Job - List each line in the rows below that contains the word "positive". Case counts, so uppercase and lowercase letters are treated as different.

Exercise materials: Begin

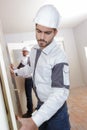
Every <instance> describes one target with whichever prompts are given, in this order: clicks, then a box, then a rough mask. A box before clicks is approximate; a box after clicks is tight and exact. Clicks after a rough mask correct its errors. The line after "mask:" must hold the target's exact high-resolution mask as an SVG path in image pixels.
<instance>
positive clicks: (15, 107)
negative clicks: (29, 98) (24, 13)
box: [0, 24, 21, 130]
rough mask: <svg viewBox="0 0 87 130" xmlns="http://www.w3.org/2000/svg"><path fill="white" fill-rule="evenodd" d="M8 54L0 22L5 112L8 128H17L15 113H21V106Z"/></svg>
mask: <svg viewBox="0 0 87 130" xmlns="http://www.w3.org/2000/svg"><path fill="white" fill-rule="evenodd" d="M9 66H10V60H9V54H8V51H7V48H6V44H5V42H4V38H3V33H2V29H1V24H0V78H1V84H2V85H1V86H2V90H3V97H4V102H5V108H6V114H7V119H8V123H9V130H18V127H19V123H18V122H17V121H16V118H15V114H17V115H21V106H20V102H19V97H18V92H17V91H15V89H16V86H15V81H14V78H12V76H11V74H10V70H9Z"/></svg>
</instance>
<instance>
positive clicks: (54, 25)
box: [34, 5, 60, 29]
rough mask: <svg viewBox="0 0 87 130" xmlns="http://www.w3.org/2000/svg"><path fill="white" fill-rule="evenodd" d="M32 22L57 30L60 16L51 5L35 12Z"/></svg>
mask: <svg viewBox="0 0 87 130" xmlns="http://www.w3.org/2000/svg"><path fill="white" fill-rule="evenodd" d="M34 21H35V23H36V24H40V25H42V26H46V27H50V28H56V29H57V28H58V26H59V21H60V14H59V12H58V10H57V9H56V8H55V7H54V6H53V5H44V6H42V7H41V8H40V9H39V11H38V12H37V14H36V17H35V19H34Z"/></svg>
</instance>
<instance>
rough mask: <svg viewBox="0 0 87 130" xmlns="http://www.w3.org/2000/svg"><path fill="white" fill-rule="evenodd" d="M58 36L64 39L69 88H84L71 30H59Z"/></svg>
mask: <svg viewBox="0 0 87 130" xmlns="http://www.w3.org/2000/svg"><path fill="white" fill-rule="evenodd" d="M58 36H59V37H60V36H61V37H64V46H65V51H66V53H67V57H68V60H69V64H70V81H71V87H80V86H84V83H83V79H82V73H81V68H80V64H79V59H78V53H77V48H76V43H75V39H74V33H73V29H63V30H60V31H59V34H58Z"/></svg>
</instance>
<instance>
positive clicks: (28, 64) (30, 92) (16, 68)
mask: <svg viewBox="0 0 87 130" xmlns="http://www.w3.org/2000/svg"><path fill="white" fill-rule="evenodd" d="M22 55H23V58H22V60H21V62H20V64H19V65H18V67H17V68H14V65H13V64H11V68H12V69H14V70H15V71H16V69H20V68H22V67H24V66H25V65H27V64H28V65H29V66H30V58H29V48H28V47H24V48H23V49H22ZM16 76H17V74H16ZM32 86H33V81H32V77H31V76H29V77H27V78H25V93H26V99H27V112H26V113H25V114H23V115H22V117H23V118H28V117H31V114H32V112H33V103H32Z"/></svg>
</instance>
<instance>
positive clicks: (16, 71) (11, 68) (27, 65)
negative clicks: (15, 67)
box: [10, 65, 32, 78]
mask: <svg viewBox="0 0 87 130" xmlns="http://www.w3.org/2000/svg"><path fill="white" fill-rule="evenodd" d="M10 72H11V74H14V75H17V76H21V77H24V78H28V77H30V76H31V73H32V69H31V67H30V66H29V65H25V66H24V67H22V68H20V69H15V70H14V69H12V68H10Z"/></svg>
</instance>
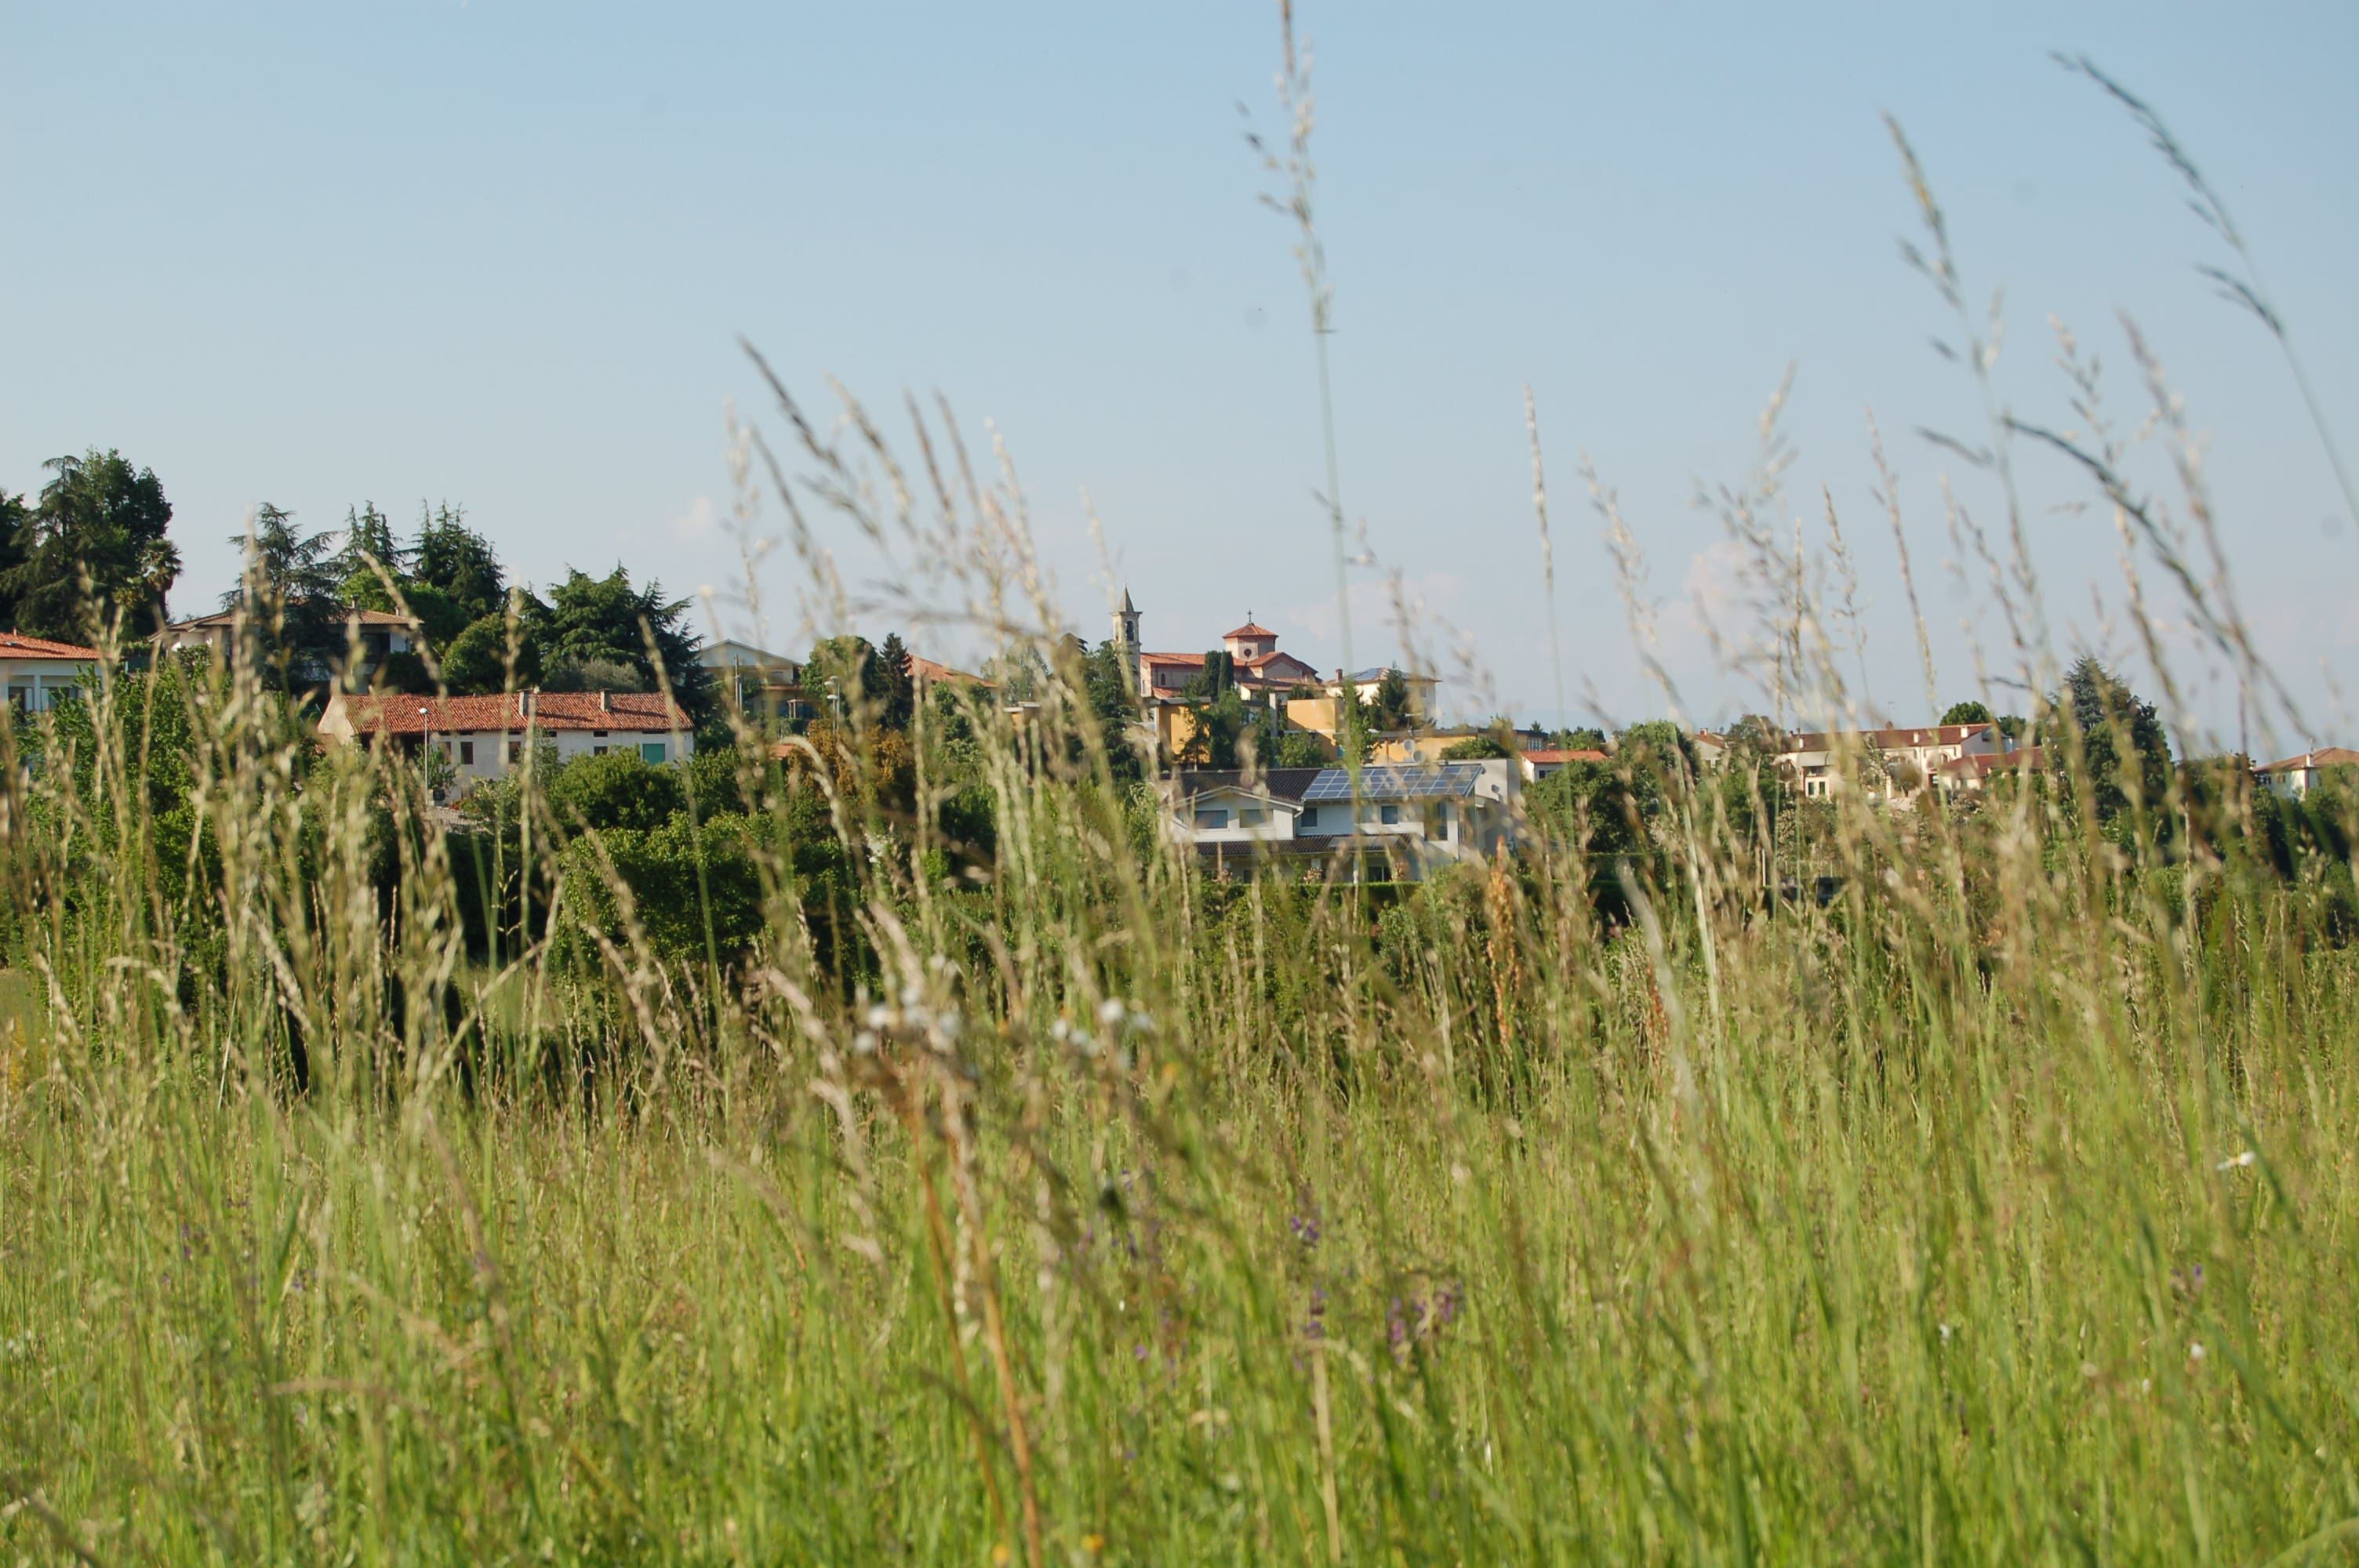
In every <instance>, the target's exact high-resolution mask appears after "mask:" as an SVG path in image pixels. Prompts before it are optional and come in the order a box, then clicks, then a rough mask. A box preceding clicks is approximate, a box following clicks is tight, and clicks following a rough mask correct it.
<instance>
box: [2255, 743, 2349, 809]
mask: <svg viewBox="0 0 2359 1568" xmlns="http://www.w3.org/2000/svg"><path fill="white" fill-rule="evenodd" d="M2326 769H2359V752H2354V750H2352V747H2347V745H2321V747H2317V750H2312V752H2302V755H2300V757H2286V759H2284V762H2272V764H2269V766H2265V769H2258V771H2260V783H2265V785H2269V788H2272V790H2276V792H2279V795H2291V797H2293V799H2302V797H2305V795H2309V790H2314V788H2317V785H2319V780H2324V778H2326Z"/></svg>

Exercise materials: End

Your response -
positive clicks: (15, 107)
positive clicks: (54, 25)
positive clicks: (28, 64) (30, 92) (16, 68)
positive clicks: (16, 71) (11, 68) (27, 65)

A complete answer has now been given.